Short task 1: List each line of the entries below that contains the word "blue", copying every such line in full.

-- START Page excerpt --

[llvm] 9c35a7b - [AArch64] Refine reduction VT selection in CTPOP -> VECREDUCE combine (#183025)

Thu Mar 5 01:02:24 PST 2026

Author: Benjamin Maxwell
Date: 2026-03-05T09:02:20Z
New Revision: 9c35a7bfbc832fe357d03cc801ec25a811e52dc9

URL: https://github.com/llvm/llvm-project/commit/9c35a7bfbc832fe357d03cc801ec25a811e52dc9
DIFF: https://github.com/llvm/llvm-project/commit/9c35a7bfbc832fe357d03cc801ec25a811e52dc9.diff

LOG: [AArch64] Refine reduction VT selection in CTPOP -> VECREDUCE combine (#183025)

Use the same VT as the SETcc source, or fall back to using the VT of the
unextended operand of the CTPOP if the element size of the SETcc is too
small to fit the negative popcount.

Added: 
    

Modified: 
    llvm/include/llvm/CodeGen/SDPatternMatch.h
    llvm/lib/Target/AArch64/AArch64ISelLowering.cpp
    llvm/test/CodeGen/AArch64/popcount_vmask.ll

Removed: 
    


################################################################################
diff  --git a/llvm/include/llvm/CodeGen/SDPatternMatch.h b/llvm/include/llvm/CodeGen/SDPatternMatch.h
index b41443f85c3a9..62762d0c50d6a 100644

--- a/llvm/include/llvm/CodeGen/SDPatternMatch.h
+++ b/llvm/include/llvm/CodeGen/SDPatternMatch.h
@@ -332,19 +332,29 @@ inline SwitchContext<MatchContext, Pattern> m_Context(const MatchContext &Ctx,
 }
 
 // === Value type ===
-struct ValueType_bind {
+
+template <typename Pattern> struct ValueType_bind {
   EVT &BindVT;
+  Pattern P;
 
-  explicit ValueType_bind(EVT &Bind) : BindVT(Bind) {}
+  explicit ValueType_bind(EVT &Bind, const Pattern &P) : BindVT(Bind), P(P) {}
 
-  template <typename MatchContext> bool match(const MatchContext &, SDValue N) {
+  template <typename MatchContext>
+  bool match(const MatchContext &Ctx, SDValue N) {
     BindVT = N.getValueType();
-    return true;
+    return P.match(Ctx, N);
   }
 };
 
+template <typename Pattern>
+ValueType_bind(const Pattern &P) -> ValueType_bind<Pattern>;
+
 /// Retreive the ValueType of the current SDValue.

-- END Page excerpt --
-- START Exercise materials --

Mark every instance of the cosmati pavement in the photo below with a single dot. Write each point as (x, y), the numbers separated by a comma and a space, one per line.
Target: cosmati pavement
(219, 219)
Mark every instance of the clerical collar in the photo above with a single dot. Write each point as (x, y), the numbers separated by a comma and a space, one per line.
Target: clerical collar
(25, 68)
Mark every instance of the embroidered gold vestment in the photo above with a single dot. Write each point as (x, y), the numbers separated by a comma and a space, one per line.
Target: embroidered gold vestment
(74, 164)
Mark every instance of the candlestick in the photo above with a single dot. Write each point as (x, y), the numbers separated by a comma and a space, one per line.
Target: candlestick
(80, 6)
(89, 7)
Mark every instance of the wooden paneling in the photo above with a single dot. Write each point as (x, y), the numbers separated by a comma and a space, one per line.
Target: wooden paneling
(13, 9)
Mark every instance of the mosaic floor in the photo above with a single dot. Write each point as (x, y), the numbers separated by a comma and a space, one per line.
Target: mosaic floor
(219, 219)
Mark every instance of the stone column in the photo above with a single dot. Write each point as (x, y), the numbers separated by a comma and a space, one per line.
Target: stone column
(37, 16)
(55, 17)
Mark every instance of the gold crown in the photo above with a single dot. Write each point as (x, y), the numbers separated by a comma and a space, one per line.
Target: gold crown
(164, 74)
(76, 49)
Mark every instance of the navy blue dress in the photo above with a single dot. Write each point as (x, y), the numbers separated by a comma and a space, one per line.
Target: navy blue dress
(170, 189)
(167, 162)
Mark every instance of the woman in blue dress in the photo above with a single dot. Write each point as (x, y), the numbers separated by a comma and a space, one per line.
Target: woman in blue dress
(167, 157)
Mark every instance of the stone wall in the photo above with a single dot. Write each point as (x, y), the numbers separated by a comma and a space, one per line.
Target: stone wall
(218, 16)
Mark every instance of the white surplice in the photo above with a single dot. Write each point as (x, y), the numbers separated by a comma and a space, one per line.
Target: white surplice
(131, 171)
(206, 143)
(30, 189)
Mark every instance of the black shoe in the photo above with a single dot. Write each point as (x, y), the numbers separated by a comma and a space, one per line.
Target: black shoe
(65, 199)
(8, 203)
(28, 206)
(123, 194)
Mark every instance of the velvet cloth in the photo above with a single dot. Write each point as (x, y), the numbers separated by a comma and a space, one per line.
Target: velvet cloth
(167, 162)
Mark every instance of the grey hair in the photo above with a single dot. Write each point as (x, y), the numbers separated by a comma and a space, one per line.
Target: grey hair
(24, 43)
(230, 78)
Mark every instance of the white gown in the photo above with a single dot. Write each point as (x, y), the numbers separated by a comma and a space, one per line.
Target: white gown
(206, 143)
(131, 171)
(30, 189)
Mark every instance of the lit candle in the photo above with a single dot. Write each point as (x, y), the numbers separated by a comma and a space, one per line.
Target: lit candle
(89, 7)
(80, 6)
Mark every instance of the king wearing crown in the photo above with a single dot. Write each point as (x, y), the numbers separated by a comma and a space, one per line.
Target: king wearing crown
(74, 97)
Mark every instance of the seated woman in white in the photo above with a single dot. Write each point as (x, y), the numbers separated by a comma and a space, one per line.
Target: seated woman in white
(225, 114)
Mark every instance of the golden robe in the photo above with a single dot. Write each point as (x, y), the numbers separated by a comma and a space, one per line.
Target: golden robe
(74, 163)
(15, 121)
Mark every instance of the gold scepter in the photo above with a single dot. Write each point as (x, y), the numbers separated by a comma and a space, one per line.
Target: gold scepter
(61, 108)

-- END Exercise materials --

Short task 2: Name every file that the LLVM commit notice lists under "Modified:".

Output 1:
Mark every instance of the navy blue dress in the photo above with a single dot. Write each point as (x, y), the numbers separated by a comma and a space, one per line.
Target: navy blue dress
Mark every instance of the woman in blue dress in the photo above with a single dot. Write each point as (x, y), the numbers separated by a comma and a space, one per line.
Target: woman in blue dress

Output 2:
llvm/include/llvm/CodeGen/SDPatternMatch.h
llvm/lib/Target/AArch64/AArch64ISelLowering.cpp
llvm/test/CodeGen/AArch64/popcount_vmask.ll